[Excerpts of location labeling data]
● ● ●
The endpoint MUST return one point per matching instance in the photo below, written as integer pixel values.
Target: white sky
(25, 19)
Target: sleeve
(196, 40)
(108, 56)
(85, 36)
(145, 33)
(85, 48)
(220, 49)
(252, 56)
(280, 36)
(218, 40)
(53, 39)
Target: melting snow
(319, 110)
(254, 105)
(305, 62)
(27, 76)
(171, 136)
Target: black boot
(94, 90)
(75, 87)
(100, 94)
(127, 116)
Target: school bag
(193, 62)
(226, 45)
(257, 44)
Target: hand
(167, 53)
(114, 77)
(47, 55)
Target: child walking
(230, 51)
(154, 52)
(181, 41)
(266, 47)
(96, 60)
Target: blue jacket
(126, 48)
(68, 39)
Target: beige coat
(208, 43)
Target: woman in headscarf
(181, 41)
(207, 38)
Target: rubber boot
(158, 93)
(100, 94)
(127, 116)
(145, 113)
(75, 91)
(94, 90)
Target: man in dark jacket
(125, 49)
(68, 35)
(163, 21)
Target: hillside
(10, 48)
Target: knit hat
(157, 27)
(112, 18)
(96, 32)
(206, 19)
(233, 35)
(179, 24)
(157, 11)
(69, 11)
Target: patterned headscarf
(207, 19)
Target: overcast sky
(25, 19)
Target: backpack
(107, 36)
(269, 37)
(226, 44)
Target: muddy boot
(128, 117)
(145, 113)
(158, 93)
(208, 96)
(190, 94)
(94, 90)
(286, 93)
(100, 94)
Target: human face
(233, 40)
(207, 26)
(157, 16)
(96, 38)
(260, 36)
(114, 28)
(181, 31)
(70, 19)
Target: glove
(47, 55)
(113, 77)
● ● ●
Copy out word for word the entries from the line containing "Target: hand" through the end of the entries, both included.

ANSWER TO THIS PROBLEM:
Target: hand
(167, 53)
(114, 77)
(47, 55)
Target: child walking
(230, 51)
(154, 52)
(181, 41)
(266, 47)
(96, 60)
Target: blue jacket
(126, 48)
(68, 39)
Target: beige coat
(208, 43)
Target: woman in headscarf
(181, 41)
(207, 38)
Target: rubber boot
(158, 93)
(100, 94)
(127, 116)
(145, 113)
(75, 91)
(94, 90)
Target: man in dark jacket
(125, 49)
(68, 35)
(163, 21)
Target: hillside
(10, 48)
Target: knit hat
(157, 27)
(112, 18)
(96, 32)
(206, 19)
(233, 35)
(179, 24)
(157, 11)
(69, 11)
Target: patterned headscarf
(207, 19)
Target: overcast sky
(25, 19)
Target: backpack
(107, 36)
(269, 37)
(226, 44)
Target: muddy boot
(128, 117)
(145, 113)
(158, 93)
(208, 96)
(190, 94)
(94, 90)
(286, 93)
(100, 94)
Target: human face
(233, 40)
(207, 26)
(157, 16)
(96, 38)
(260, 36)
(114, 28)
(181, 31)
(70, 19)
Target: glove
(47, 55)
(113, 77)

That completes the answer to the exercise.